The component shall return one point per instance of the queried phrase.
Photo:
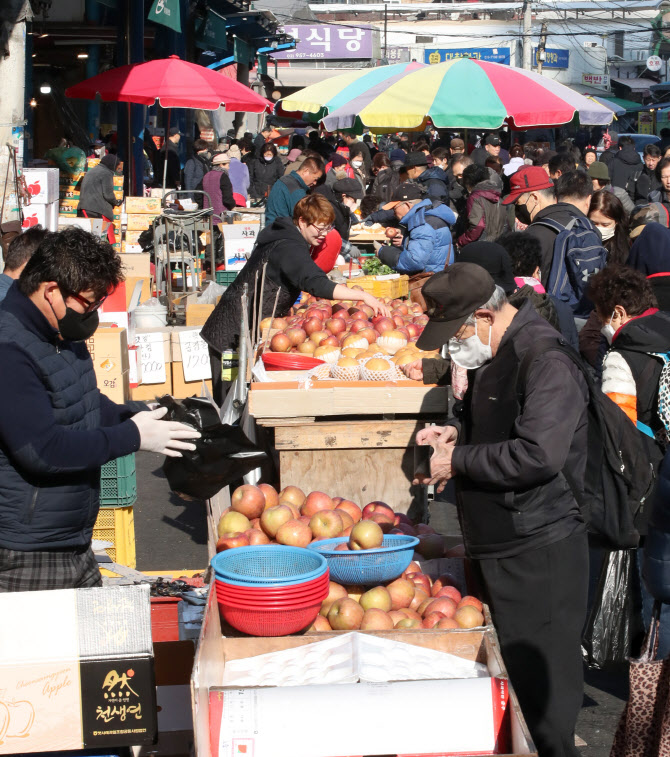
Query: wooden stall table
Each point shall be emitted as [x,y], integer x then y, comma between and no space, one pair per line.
[350,439]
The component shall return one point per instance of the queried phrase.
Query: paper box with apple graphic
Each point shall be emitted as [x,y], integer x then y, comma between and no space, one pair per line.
[42,184]
[76,669]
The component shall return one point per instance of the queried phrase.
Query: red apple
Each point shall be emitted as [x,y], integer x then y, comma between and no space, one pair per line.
[231,540]
[256,537]
[378,507]
[319,625]
[293,494]
[316,501]
[280,343]
[345,615]
[444,605]
[402,593]
[335,591]
[233,522]
[469,617]
[431,619]
[270,494]
[472,602]
[421,581]
[366,535]
[274,518]
[375,619]
[248,500]
[326,524]
[351,507]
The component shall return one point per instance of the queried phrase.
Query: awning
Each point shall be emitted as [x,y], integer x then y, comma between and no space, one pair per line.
[635,85]
[627,105]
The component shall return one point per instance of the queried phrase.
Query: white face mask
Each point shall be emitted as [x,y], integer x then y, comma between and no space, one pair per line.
[606,232]
[471,353]
[608,330]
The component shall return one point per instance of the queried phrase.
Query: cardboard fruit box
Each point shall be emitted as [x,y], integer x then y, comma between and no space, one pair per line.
[219,728]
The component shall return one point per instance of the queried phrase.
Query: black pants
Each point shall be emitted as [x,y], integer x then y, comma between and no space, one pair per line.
[538,603]
[220,387]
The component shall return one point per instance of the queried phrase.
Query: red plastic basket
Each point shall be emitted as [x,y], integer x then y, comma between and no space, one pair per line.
[297,592]
[286,361]
[269,622]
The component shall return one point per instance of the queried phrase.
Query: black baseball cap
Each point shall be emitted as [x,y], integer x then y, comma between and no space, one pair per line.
[408,190]
[452,296]
[349,187]
[416,159]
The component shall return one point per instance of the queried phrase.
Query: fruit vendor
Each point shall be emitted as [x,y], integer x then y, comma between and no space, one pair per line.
[283,250]
[517,443]
[56,428]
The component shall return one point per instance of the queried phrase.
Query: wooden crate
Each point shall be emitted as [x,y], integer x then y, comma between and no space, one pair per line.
[328,398]
[214,650]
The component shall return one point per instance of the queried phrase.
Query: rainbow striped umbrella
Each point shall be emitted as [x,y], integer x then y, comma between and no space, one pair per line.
[318,100]
[459,94]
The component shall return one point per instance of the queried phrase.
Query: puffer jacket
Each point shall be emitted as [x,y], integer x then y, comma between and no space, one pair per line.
[428,245]
[434,181]
[290,270]
[263,175]
[55,433]
[486,217]
[656,551]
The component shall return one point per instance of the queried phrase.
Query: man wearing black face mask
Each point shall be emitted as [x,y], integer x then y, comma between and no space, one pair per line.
[56,428]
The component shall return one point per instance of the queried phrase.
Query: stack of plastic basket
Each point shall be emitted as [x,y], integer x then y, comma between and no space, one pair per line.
[270,590]
[115,522]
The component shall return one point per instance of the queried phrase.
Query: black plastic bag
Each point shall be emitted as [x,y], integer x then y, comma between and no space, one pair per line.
[223,453]
[613,622]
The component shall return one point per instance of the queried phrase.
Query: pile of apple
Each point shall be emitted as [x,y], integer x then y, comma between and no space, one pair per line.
[261,515]
[412,601]
[345,332]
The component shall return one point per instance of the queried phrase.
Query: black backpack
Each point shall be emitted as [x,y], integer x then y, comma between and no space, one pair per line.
[619,476]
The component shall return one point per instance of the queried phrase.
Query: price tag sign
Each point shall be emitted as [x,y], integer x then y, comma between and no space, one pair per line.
[152,357]
[194,356]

==*==

Print the records above exactly, minus pictures.

§ **THE COMPLETED TASK**
The component shall return one point per instance of the queried phrase.
Photo:
Query: wooden stall table
Each point shall be emitted as [x,y], integer x then y, comma between and no space, one pair per line.
[350,439]
The component shall return one point per instance of the queried phrase.
Query: paper box with apple graphic
Each point shall be emitted as [x,y], integer x then y, comma between and no space, one pair per line.
[42,184]
[76,669]
The component shall return one point per instance of the queried phrase.
Query: red apple
Each point shall be emitted as [x,y], integer x then y, comma between and no space, one pair per line.
[231,540]
[256,537]
[378,507]
[319,625]
[293,494]
[316,501]
[280,343]
[345,615]
[444,605]
[402,593]
[335,591]
[233,522]
[469,617]
[431,619]
[270,494]
[472,602]
[421,581]
[366,535]
[274,518]
[375,619]
[248,500]
[326,524]
[351,507]
The component shall return one point per instance of the queried phrase.
Query: awning
Each point shall be emitted as [x,y], integer x then y, comma between and no space, one pair per line.
[635,85]
[627,105]
The component shall return one point per instance of the queried phrase.
Query: white face mask
Each point shall be emitted as [x,y], integer x then y, comma between and no space, one pair per line.
[606,232]
[471,353]
[608,330]
The component shall return one point per instance of the queried phrase.
Query: cardboard fruit box
Each point shall be emitted as [x,y], integer x then y, comma between and no space, one pair per line.
[219,728]
The component shall return one point per instance of the queried phrase.
Query: black pants
Each point shall be emitted as [x,y], integer x then y, comma between and no space, one pair per line.
[538,603]
[220,387]
The component shall return one point per instance of the queried phrase.
Query: red plastic basket
Each point shall be emitted as [x,y], integer x then y, comma between and no space, one pair per line.
[297,592]
[286,361]
[269,622]
The component shall return one point per instance of the queried phrase.
Query: black baseball cap
Each point shall be emitted as [x,y], integer x then y, comma between and no space, one pair per line.
[408,190]
[452,296]
[349,187]
[416,159]
The component shall return one point per instance of the queried phrase.
Query: fruit vendor
Each point shall be emitted as [x,y], integer x then y, comma between and no space, one pair per line.
[283,250]
[517,443]
[56,428]
The component shall return one point per instance of the queried phrase.
Query: wooden crate
Each point shall be emitted as [x,y], integer x then y, comma between and no space, one pair per line.
[328,398]
[214,650]
The component shall return one point per instance of the queried phrase.
Query: rainbow striped umbrella
Each point shall be emitted as [x,y], integer x then y, comma between and no space, one pair per line.
[318,100]
[459,94]
The component shall return one point per instance of the queried phrase.
Query: puffer jacket
Each point shall be emitted as [x,y], integer x then y, comma between and no space, one pair per line.
[428,245]
[434,181]
[290,270]
[263,175]
[55,433]
[486,217]
[656,551]
The component shall return one point per instance of the queried phrase.
Query: man wearing black face mask
Each point shall be emitted as [x,y], integer x then y, comma between and no space, one pair per line.
[56,428]
The component shall return one point per instance of the queried phrase.
Query: stack of plastic basket
Each point shall be emitted as [x,y], integer x then y, comma between and no space, one pair per line.
[270,590]
[115,522]
The component shall return one point per instance of the queried phrase.
Query: black plastic bag
Each point shall be emitted as [x,y], integer x then y, comma between and no space, one pair per line.
[223,453]
[613,622]
The component shall return one point per instance of the queried phrase.
Query: pile of apple
Each point shall be emitted as [x,y], integer x then y, comma between and no space, one pair per line.
[261,515]
[412,601]
[345,332]
The component shall return one point per instance of the queried phrase.
Query: black backpack
Each point shall be emitted as [x,y], integer x then y, comma between and no space, one pair per line.
[619,476]
The component shall return one point per instance of the queried phrase.
Query: price tag sign
Each point shall be emitted as [x,y], integer x then y, comma between and no space, one pair per line.
[152,357]
[194,356]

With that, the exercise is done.